## Exercise task
Set out every line of the records below as a JSON list of strings, one string per line, with blank lines skipped and the pictures left out.

## Material for this exercise
* Begin *

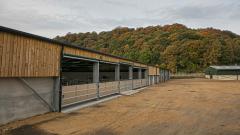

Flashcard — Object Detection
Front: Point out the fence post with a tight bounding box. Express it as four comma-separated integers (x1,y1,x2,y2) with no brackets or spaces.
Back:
93,62,100,99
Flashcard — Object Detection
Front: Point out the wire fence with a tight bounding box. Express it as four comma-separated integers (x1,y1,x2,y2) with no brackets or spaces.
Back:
171,73,205,79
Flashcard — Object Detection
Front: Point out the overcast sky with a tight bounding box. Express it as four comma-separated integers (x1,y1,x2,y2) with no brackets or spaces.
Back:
0,0,240,38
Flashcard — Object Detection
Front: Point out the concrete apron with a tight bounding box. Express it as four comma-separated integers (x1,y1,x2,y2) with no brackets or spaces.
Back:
61,87,147,113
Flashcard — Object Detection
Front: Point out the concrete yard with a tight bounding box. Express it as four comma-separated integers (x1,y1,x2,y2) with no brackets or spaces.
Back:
0,79,240,135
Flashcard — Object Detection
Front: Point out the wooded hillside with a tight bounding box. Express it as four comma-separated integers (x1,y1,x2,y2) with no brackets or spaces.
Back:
55,24,240,73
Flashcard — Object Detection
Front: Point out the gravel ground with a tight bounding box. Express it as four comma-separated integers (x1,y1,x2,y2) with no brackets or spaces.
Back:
0,79,240,135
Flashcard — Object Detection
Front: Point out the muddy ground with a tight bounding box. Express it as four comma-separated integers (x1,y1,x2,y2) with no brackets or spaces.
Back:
0,79,240,135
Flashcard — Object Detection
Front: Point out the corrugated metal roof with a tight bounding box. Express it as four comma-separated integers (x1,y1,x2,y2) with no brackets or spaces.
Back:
210,66,240,70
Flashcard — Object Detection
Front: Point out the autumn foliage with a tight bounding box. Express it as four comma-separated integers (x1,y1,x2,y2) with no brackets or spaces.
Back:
55,24,240,73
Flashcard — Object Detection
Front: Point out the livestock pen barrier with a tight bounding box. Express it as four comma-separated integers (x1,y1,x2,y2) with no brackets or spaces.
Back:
0,26,170,124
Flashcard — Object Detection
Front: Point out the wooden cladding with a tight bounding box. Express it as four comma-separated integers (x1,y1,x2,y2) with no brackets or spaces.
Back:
0,32,61,77
64,47,132,64
0,31,159,77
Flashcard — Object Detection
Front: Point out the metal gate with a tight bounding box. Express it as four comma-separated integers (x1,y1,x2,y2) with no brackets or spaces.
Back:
120,80,132,92
62,83,97,107
99,81,119,97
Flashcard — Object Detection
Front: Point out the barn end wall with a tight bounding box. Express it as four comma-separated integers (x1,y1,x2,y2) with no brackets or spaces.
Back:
0,77,59,125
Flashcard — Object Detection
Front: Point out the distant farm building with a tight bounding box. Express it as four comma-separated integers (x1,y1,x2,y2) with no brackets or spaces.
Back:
0,26,169,124
205,66,240,80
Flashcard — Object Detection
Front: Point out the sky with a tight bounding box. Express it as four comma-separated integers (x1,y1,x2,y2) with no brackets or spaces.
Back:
0,0,240,38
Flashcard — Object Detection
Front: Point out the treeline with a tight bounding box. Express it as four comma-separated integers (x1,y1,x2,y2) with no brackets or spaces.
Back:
55,24,240,73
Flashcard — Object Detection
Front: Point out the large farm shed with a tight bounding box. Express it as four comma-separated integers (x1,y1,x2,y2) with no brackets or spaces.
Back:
205,66,240,80
0,27,169,124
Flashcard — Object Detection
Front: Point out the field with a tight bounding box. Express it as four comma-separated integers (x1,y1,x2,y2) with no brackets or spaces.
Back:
0,79,240,135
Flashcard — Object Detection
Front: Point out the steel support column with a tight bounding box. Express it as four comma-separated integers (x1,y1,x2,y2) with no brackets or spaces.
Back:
128,66,133,89
93,62,100,98
115,64,120,93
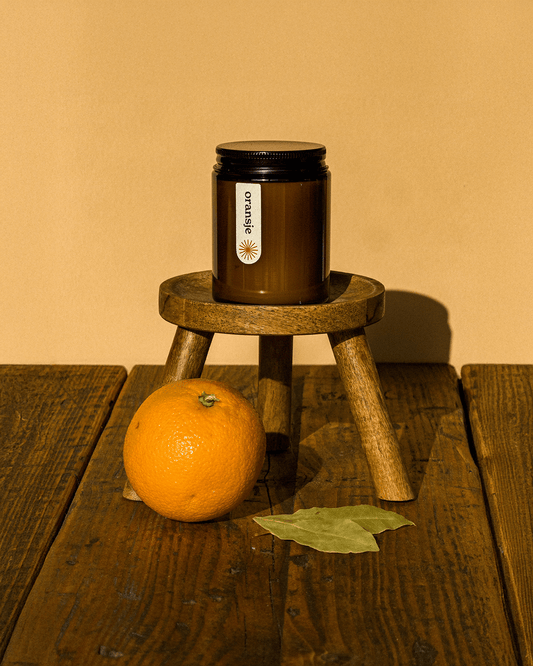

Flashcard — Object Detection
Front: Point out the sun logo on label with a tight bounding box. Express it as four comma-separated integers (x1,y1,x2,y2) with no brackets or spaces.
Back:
239,240,258,262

* End *

## Written response
[
  "Flashcard — Object Detection",
  "Front: Point out the fence post with a tight bounding box. Express it as four comma-separated integers (x1,y1,x2,y2) with no brackets or spaces.",
  "Back:",
  "93,62,100,99",
  "Flashcard — Object Detection",
  "Front: Point out the wire fence with a tight bounding box. Express it as four comma-separated integers (x1,y1,x2,y2) with no brackets or spaces.",
  "Back:",
  "171,73,205,79",
  "Flashcard — Object Detection",
  "Front: Point out the overcast sky with a tight bounding box. Express it as four comma-separated integers (x1,y1,x2,y2) with no brackets or spaces.",
  "Back:",
  "0,0,240,38",
  "Flashcard — Object Detection",
  "Front: Point out the concrete apron with a tight bounding box. Express it as four comma-separated integers (x1,y1,x2,y2) with no brackets or spaces.",
  "Back:",
  "61,87,147,113",
  "Flashcard — Object Detection",
  "Front: Point out the concrete yard with a tight bounding box. Express it as four comma-separated integers (x1,y1,x2,y2) with no brackets or spaces.",
  "Back:",
  "0,79,240,135",
  "Flashcard — Object Detection",
  "Front: Point out the wooded hillside with a tight bounding box. Express it as four comma-separated integers (x1,y1,x2,y2) with no brackets or spaces.",
  "Back:",
  "55,24,240,73",
  "Flashcard — Object Detection",
  "Front: Point out the gravel ground with a tight bounding box. Express it as four comma-separated integers (x1,y1,x2,y2) with no brackets or spaces.",
  "Back:",
  "0,79,240,135",
  "Flashcard — Object Detection",
  "Front: Point out the muddy ground with a tight bounding box. Express it as four comma-separated integers (x1,y1,x2,y2) with no brackets or spaces.",
  "Back:",
  "0,79,240,135",
  "Flashcard — Object Detection",
  "Front: Point out the corrugated metal roof with a tight bounding box. Express it as four comma-separated integers (x1,y1,x2,y2) with no brackets or spaces.",
  "Back:",
  "210,66,240,70",
  "Flashcard — Object Detection",
  "Front: Point out the autumn foliage with a tight bounding box. Express it as four comma-separated integers (x1,y1,x2,y2) with no brackets or spaces.",
  "Back:",
  "55,24,240,73",
  "Flashcard — Object Detection",
  "Front: Point out the livestock pen barrier with a tight bounding box. Express it as four comma-separated integers (x1,y1,x2,y2) with no brackets or spaces.",
  "Back:",
  "0,26,170,124",
  "Flashcard — Object Detection",
  "Front: Point out the wooden cladding with a tight bounding box. Express it as four comma-separated integers (x1,y1,x2,y2) with no brackets or spaces.",
  "Back:",
  "0,32,61,77",
  "64,47,132,64",
  "0,31,159,77",
  "Flashcard — Object Detection",
  "Front: Point out the metal gate with a tight bounding box. Express it as four comma-separated integers (x1,y1,x2,y2) with no brackets or spaces.",
  "Back:",
  "120,80,132,92",
  "62,83,97,107",
  "99,81,119,97",
  "Flashcard — Object Detection",
  "Front: Point out the barn end wall with a tight bounding box. Express it as four comma-separated integers (x1,y1,x2,y2) with no brackets or spaces.",
  "Back:",
  "0,77,59,125",
  "Flashcard — Object Detection",
  "Front: Point out the distant farm building with a tight bounding box. Express it as four comma-separated integers (x1,y1,x2,y2) with no brackets or spaces.",
  "Back:",
  "0,26,169,124",
  "205,66,240,80",
  "Flashcard — Object Detection",
  "Front: Point out the sky with a tight bounding box. Express it as four comma-separated integers (x1,y1,x2,y2) with no brackets or spaces.",
  "Back:",
  "0,0,240,38",
  "Flashcard — Object Detection",
  "Front: Point out the treeline with a tight bounding box. Express it as four comma-separated integers (x1,y1,x2,y2) with no brackets or spaces.",
  "Back:",
  "55,24,240,73",
  "Flashcard — Object Detection",
  "Front: Point out the large farm shed with a tight bounding box. Express it as four comma-separated integers (x1,y1,x2,y2) with no brackets or spaces.",
  "Back:",
  "205,66,240,80",
  "0,27,169,124",
  "Flashcard — Object Detection",
  "Front: Point out the field with a tight bounding box. Express it as four comma-separated integers (x1,y1,x2,y2) with no brackets or spaces.",
  "Back:",
  "0,79,240,135",
  "Flashcard — Object Detection",
  "Front: Point out the steel support column with a tight bounding box. Express it as four comma-separated integers (x1,y1,x2,y2) with no brackets or spaces.",
  "Back:",
  "128,66,133,89",
  "93,62,100,98",
  "115,64,120,93",
  "Flashcard — Object Detection",
  "Front: Point out the sun logo on label with a tight bounding box. Express it as four comma-separated integers (x1,y1,x2,y2) with no brackets or spaces.",
  "Back:",
  "239,240,258,262"
]